Passage provided:
I could perhaps be faulted for not mentioning service and mission, but I rather tend to think of these things as what is made possible by Grace, wherein we ourselves become means of Grace. It is Grace that enables us to engage in the classic corporal works of mercy—feeding the hungry, clothing the naked, giving drink to the thirsty, visiting the imprisoned, caring for the sick, burying the dead, counseling the doubtful, instructing the ignorant, correcting sinners, comforting the sorrowful, forgiving all injuries, bearing wrong with patience, and praying for the living and the dead. These things are all the fruits of Grace. Word, sacrament, and community are the means by which that Grace gets communicated.

Now, a brief post-script on the ubiquity of Grace. Our forebears started cultivating crops and domesticating animals because it was safer and more efficient than foraging and hunting. Scripture and sacraments and community life are “domesticated” forms of Grace because, in God’s providence, he has determined that we needed something safer and more efficient. But Grace is inherently “wild,” and we cannot tame it. Grace will show up in all sorts of unanticipated places, including, sometimes, our own sins—yes, Grace is that abundant and profligate. So there are more “means of grace” than we can even begin to number.

What is expected: Reproduce the passage above on the means of Grace word for word, from "Now, a brief" up to and including "begin to number.".

Entries supplied:
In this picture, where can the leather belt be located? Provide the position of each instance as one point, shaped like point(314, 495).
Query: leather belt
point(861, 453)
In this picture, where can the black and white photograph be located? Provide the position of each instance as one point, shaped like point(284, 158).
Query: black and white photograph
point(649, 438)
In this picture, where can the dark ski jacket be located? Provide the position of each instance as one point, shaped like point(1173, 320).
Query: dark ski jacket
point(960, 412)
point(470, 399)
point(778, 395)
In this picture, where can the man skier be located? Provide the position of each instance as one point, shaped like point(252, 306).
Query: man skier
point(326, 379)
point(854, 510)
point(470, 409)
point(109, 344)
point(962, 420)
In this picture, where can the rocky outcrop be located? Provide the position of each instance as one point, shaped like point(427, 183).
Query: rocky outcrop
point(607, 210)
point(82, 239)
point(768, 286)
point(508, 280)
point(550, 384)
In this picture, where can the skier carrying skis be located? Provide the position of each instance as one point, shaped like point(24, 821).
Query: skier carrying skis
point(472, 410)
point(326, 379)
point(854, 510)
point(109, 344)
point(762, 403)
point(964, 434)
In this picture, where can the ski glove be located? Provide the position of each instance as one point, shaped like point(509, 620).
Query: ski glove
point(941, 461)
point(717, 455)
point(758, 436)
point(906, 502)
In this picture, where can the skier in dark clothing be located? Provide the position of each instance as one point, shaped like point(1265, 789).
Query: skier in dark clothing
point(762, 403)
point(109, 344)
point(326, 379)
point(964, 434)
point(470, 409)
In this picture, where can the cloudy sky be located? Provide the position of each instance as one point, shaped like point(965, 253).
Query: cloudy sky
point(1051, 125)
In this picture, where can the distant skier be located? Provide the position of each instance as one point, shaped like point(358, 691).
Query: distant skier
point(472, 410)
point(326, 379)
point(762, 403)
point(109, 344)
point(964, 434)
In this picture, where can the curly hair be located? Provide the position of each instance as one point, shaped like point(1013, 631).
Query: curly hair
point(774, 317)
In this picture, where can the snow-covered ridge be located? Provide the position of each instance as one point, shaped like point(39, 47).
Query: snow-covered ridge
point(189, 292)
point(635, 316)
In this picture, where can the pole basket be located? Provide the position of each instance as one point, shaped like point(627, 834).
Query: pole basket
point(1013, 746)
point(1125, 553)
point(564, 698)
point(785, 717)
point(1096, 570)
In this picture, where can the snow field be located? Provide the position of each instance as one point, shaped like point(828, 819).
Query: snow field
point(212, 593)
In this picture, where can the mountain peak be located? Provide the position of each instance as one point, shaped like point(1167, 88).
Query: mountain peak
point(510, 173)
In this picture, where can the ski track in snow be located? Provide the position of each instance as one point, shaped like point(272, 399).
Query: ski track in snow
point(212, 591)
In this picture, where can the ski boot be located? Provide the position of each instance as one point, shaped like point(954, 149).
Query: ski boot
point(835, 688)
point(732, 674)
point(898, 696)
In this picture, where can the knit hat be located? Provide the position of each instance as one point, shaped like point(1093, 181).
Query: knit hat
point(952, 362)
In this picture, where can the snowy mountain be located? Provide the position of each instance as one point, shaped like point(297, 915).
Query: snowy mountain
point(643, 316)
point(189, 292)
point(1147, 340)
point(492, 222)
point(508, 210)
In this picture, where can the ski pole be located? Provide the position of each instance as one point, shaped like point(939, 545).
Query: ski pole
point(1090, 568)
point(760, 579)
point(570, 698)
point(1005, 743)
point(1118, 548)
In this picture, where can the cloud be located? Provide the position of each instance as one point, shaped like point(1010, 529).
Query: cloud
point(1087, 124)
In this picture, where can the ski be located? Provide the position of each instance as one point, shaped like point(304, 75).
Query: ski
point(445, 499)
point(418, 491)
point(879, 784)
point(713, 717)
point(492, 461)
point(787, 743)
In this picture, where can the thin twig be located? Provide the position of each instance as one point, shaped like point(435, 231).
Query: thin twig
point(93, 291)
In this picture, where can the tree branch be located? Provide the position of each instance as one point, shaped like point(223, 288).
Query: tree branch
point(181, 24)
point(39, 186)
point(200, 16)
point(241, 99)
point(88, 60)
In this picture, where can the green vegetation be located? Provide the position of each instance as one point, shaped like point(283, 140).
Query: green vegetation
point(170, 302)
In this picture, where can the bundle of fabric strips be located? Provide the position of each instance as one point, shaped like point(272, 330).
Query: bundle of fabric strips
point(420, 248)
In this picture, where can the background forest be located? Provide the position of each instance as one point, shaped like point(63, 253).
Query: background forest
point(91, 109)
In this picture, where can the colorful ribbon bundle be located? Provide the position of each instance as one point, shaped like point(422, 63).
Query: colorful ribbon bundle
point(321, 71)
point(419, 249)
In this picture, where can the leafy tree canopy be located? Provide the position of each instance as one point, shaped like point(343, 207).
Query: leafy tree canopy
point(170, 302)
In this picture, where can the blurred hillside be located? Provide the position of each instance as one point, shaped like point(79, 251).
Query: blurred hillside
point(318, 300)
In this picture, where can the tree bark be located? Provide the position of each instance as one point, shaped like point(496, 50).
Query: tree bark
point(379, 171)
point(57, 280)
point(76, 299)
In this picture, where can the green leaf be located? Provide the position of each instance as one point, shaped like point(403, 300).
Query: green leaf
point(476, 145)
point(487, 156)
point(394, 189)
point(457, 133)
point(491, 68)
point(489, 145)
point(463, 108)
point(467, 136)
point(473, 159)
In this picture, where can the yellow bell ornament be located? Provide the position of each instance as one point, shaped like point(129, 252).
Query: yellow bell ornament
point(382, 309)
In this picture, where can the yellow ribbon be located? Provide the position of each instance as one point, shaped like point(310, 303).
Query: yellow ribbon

Output of the exercise:
Now, a brief post-script on the ubiquity of Grace. Our forebears started cultivating crops and domesticating animals because it was safer and more efficient than foraging and hunting. Scripture and sacraments and community life are “domesticated” forms of Grace because, in God’s providence, he has determined that we needed something safer and more efficient. But Grace is inherently “wild,” and we cannot tame it. Grace will show up in all sorts of unanticipated places, including, sometimes, our own sins—yes, Grace is that abundant and profligate. So there are more “means of grace” than we can even begin to number.